+++ KUTIPAN TEKS
Monday, February 15, 2010

Sekelumit jejak peradaban suku Jaburara, di Jaburara Heritage Trail, Karratha, Western Australia

Hari minggu kemaren saya bangun lebih dini dari biasanya, karena tak mau didului oleh sang matari di bukit itu, tak rela, setelah beberapa hari minggu terakhir keok. Dan... akhirnya matari bertekuk di minggu pagi kemaren. Ia masih merangkak di bawah, saya di atas.

Baru ingat bahwa hari tersebut adalah hari Valentine saat menulis cerita ini. Namun jika
ingatpun, tidak akan memberikan pengaruh apapun terhadap prespektif "kasih" saya. Kalo di hari tersebut saya menghadiahkan cerita sebagai tanda kasih, tentu hanya sebuah kebetulan saja, toh hari itu adalah hari minggu, dimana saya libur bekerja. Tidak ada kaitannya sama sekali dengan hari Valentine, lupakan saja.

Cerita atau dongeng ini kira-kira begitu, seperti yang biasa saya hadiahkan kepadanya, pasti belum bisa dimengerti, jika di-harga-kan juga mungkin tidak ada harga-nya, priceless menurut saya, dan ia-pun juga belum mengenal kata harga atau satu kata sekalipun yang ada di bumi ini.
++++++
+++ DATA TERSIMPAN
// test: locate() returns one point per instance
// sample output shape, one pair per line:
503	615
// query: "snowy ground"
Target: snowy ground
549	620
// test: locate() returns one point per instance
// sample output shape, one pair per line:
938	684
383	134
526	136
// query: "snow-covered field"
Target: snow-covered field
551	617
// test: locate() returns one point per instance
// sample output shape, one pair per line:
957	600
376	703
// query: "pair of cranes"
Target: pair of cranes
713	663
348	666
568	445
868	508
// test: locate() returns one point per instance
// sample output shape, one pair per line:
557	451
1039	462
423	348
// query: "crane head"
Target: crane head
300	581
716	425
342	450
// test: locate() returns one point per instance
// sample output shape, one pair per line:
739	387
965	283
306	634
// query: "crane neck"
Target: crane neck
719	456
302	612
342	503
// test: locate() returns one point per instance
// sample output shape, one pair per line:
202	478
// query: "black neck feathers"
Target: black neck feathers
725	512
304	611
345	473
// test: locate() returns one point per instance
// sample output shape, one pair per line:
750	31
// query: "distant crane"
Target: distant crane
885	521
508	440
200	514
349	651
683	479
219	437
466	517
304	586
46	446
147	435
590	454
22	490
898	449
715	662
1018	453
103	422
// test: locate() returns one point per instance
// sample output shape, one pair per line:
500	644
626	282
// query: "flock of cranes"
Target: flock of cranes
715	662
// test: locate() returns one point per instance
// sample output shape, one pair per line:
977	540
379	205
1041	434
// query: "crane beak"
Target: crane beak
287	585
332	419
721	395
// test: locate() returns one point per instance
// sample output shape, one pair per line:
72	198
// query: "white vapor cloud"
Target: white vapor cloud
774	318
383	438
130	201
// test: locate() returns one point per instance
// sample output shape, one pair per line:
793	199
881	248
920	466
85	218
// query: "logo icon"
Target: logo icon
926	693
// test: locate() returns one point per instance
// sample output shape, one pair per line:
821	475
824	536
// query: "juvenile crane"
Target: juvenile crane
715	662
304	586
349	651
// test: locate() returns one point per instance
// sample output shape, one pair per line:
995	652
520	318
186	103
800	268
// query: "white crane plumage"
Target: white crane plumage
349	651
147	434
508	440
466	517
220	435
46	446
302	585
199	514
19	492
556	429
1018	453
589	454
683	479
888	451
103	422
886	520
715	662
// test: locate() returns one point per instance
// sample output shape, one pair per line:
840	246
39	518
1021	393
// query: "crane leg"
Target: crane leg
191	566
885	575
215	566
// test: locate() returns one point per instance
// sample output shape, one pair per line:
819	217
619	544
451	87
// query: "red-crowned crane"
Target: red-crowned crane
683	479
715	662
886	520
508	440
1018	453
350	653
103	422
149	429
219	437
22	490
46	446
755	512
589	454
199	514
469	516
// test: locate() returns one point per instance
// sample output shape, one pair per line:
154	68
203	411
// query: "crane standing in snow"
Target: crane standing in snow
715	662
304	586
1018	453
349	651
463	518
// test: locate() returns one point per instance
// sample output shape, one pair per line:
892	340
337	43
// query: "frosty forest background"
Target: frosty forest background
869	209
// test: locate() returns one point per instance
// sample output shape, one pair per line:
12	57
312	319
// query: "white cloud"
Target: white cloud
++++++
## PETUNJUK LATIHAN:
a) Tukar "hari Valentine" dengan "hari Kasih Sayang", lalu tulis ulang tulisan tentang suku Jaburara seluruhnya dari "Baru ingat bahwa" hingga "Valentine, lupakan saja.".
b) Tolong lanjutkan tulisan tentang suku Jaburara dari titik tulisan itu berhenti.

## DAFTAR JAWABAN:
a)
Baru ingat bahwa hari tersebut adalah hari Kasih Sayang saat menulis cerita ini. Namun jika
ingatpun, tidak akan memberikan pengaruh apapun terhadap prespektif "kasih" saya. Kalo di hari tersebut saya menghadiahkan cerita sebagai tanda kasih, tentu hanya sebuah kebetulan saja, toh hari itu adalah hari minggu, dimana saya libur bekerja. Tidak ada kaitannya sama sekali dengan hari Kasih Sayang, lupakan saja.

b)
Minggu pagi itu, saya pacu mobil lebih cepat dari biasanya, didorong bahwa hari ini harus lebih dulu sampai di bukit itu. Parkir, kemudian setengah berlari menuju puncaknya. Aummmm... saya berteriak, perhatian saya hinggap di beberapa titik; kota kecil Karratha, saung permanen tempat berteduh, bukit-bukit berwana perak, matari, penunjuk jalan setapak, plat informasi, semak, batu, ular, kangguru, goana, spinifex, dan empat binatang terakhir itu tidak terlihat, namun pasti mereka ada di sekitar saya, di belukar.

Cerita ini dimulai dari visitor center Karratha..., memberikan pelayanan jasa bagi siapapun yang membutuhkan informasi sekitar Karratha atau wilayah The West Pilbara lebih umumnya. Saya memilih jalur hiking dimana berserakan peninggalan pra-sejarah kaum aborigin. Jaburara Heritage Trail, panjang kurang lebih 3,5 km, pendek sih. Bisa ditempuh kurang dari 1 jam jalan kaki biasa tanpa istirahat. Namun akan butuh lebih dari beberapa jam jika ingin mencari dan kemudian melihat lebih dekat karya2 orang aborigin masa lampau itu. Saya sendiri butuh sekitar 3 jam untuk mencari dan menikmatinya, mungkin kalau saya seorang arkeolog pasti lebih lama dari 3 jam, mugkin juga berulang-ulang datang lagi, mungkin juga saya menjadikannya ladang riset.

Jaburara Heritage Trail, adalah sekelumit peradaban yang ditinggalkan suku Jaburara, diucapkan Yabura, Yaburara oleh orang setempat. Diperkirakan jalur sepanjang 3,5 kilometer dengan radius wilayah 5 kilometer ini pernah dijadikan tempat berlindung, basis atau camp suku Jaburara. Di utara jalur ini terlihat jelas sebuah teluk, yang saat ini disebut dengan Nickol Bay dan Tanjung yang saat ini disebut Burrup Peninsula. Jarak ke teluk atau tanjung ini kurang lebih 3-5 kilometer, jadi tempat ini juga cocok dijadikan tempat istirahat, bermain, bercengkrama dan berkomunikasi melalui petroglyphs yang berserak sepanjang trail.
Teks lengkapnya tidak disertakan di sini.